WORK REQUEST »
Word for word, retype the entire listing.
※
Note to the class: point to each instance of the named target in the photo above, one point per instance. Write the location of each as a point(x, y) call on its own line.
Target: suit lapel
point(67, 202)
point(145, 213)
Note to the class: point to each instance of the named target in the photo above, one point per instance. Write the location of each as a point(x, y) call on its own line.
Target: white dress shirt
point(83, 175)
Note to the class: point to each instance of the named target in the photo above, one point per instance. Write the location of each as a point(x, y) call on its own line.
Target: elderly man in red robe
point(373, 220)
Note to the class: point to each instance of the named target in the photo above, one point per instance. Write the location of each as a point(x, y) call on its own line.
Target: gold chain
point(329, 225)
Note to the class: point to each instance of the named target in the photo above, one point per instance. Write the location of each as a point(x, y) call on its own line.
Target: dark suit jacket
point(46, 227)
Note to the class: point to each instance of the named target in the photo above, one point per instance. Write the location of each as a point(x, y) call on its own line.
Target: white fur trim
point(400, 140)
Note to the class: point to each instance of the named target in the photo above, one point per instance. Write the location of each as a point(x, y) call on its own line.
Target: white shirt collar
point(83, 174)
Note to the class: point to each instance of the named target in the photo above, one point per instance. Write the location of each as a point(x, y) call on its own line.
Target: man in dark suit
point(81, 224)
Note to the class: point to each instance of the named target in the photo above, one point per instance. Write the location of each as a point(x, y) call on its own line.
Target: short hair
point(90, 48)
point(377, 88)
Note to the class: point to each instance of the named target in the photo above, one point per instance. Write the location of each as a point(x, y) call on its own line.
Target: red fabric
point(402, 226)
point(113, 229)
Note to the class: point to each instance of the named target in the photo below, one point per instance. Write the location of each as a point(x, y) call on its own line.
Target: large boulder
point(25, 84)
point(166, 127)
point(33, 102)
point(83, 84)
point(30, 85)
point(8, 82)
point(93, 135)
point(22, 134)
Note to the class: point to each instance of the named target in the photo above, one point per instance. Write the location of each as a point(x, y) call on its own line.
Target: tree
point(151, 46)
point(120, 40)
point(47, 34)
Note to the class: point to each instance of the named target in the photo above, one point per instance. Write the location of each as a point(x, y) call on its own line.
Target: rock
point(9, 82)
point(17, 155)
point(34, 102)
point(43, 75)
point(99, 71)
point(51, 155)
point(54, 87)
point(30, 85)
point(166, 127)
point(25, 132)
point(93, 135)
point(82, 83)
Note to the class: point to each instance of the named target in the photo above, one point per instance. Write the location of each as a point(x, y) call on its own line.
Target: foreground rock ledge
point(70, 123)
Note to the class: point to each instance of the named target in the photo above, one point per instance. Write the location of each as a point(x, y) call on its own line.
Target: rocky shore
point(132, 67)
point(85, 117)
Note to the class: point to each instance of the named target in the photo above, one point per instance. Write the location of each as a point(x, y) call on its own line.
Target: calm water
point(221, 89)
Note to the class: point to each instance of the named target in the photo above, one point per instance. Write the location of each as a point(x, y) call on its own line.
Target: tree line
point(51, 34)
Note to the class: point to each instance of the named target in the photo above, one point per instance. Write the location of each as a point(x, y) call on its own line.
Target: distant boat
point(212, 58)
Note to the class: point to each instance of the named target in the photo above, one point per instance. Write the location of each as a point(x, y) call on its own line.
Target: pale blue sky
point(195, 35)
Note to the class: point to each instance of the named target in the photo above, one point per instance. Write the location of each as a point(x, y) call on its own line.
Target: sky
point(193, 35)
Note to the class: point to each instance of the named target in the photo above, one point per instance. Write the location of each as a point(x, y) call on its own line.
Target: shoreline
※
EXERCISE ANSWER »
Note to the class: point to each instance of the named target in the photo above, one point per instance. Write the location of each as a point(x, y) call on its own line.
Target: suit lapel
point(67, 202)
point(145, 213)
Note to the class: point to each instance of the named target in the photo above, one point per instance. Write the location of each as a point(x, y) call on its own line.
Target: white dress shirt
point(83, 175)
Note to the class: point to each instance of the named target in the photo above, one point per instance. Write the location of each as a point(x, y) call on its own line.
Target: elderly man in red robe
point(373, 220)
Note to the class: point to each instance of the named target in the photo above, one point per instance. Write the location of each as a point(x, y) call on its own line.
Target: gold chain
point(329, 225)
Note to the class: point to each instance of the named target in the photo above, one point per instance. Write the location of each as a point(x, y) call on its own line.
Target: dark suit jacket
point(46, 227)
Note to the class: point to each instance of the named target in the photo above, one point per instance. Write the location of each as a point(x, y) call on its own line.
Target: white fur trim
point(400, 140)
Note to the class: point to each instance of the named target in the photo above, one point per instance. Write the location of each as a point(x, y) call on its own line.
Target: white shirt collar
point(83, 174)
Note to the class: point to each instance of the named target in the photo above, one point per instance. Write the location of each as a point(x, y) call on its own line.
Target: man in dark suit
point(81, 224)
Note to the class: point to each instance of the named target in the photo above, one point per instance. Write the location of each as a point(x, y) call on its own line.
Target: short hair
point(90, 48)
point(377, 88)
Note to the class: point to each instance of the named target in the photo above, one point per instance. Write the location of each as a point(x, y) call on its own line.
Target: red fabric
point(402, 226)
point(113, 229)
Note to the class: point to each instance of the named target in the photo below, one point per instance. Write the location of each as a point(x, y) call on its own line.
Target: large boulder
point(25, 84)
point(166, 127)
point(33, 102)
point(83, 84)
point(30, 85)
point(8, 82)
point(93, 135)
point(22, 134)
Note to the class: point to each instance of the named target in the photo above, one point per instance. Write the location of each as a point(x, y) call on its own line.
Target: tree
point(151, 46)
point(120, 40)
point(47, 34)
Note to the class: point to each instance of the named target in the photo above, one point per instance. Write the location of each as a point(x, y) call on its own line.
Target: rock
point(9, 82)
point(17, 155)
point(34, 102)
point(43, 75)
point(99, 71)
point(51, 155)
point(54, 87)
point(30, 85)
point(166, 127)
point(25, 132)
point(93, 135)
point(82, 83)
Note to the class: point to each instance of the named target in the photo above, one point per instance. Write the location of each as a point(x, y) call on its own line.
Target: foreground rock ledge
point(70, 123)
Note to the class: point to each instance of the named target in the photo above, one point per instance. Write the location of each as a point(x, y) call on its own line.
Target: rocky shore
point(132, 67)
point(85, 117)
Note to the class: point to each instance of the named target in the photo above, one point per instance. Write the location of each as a point(x, y) call on its own line.
Target: calm water
point(221, 89)
Note to the class: point to each instance of the named target in the photo above, one point per instance. Write the location of each as a point(x, y) call on its own line.
Target: tree line
point(51, 34)
Note to the class: point to each instance of the named target in the photo above, one point per instance. Write the location of each as a point(x, y) call on its own line.
Target: distant boat
point(212, 58)
Note to the class: point to each instance of the named target in the photo above, one point per instance. Write the location of each as a point(x, y) call on its own line.
Target: pale blue sky
point(195, 35)
Note to the class: point to each instance of the named target in the photo above, one point per instance. Write the location of each as a point(x, y) call on its own line.
Target: sky
point(193, 35)
Note to the class: point to each instance of the named target in the photo above, one point per instance. Write the location of each as a point(x, y) call on its own line.
Target: shoreline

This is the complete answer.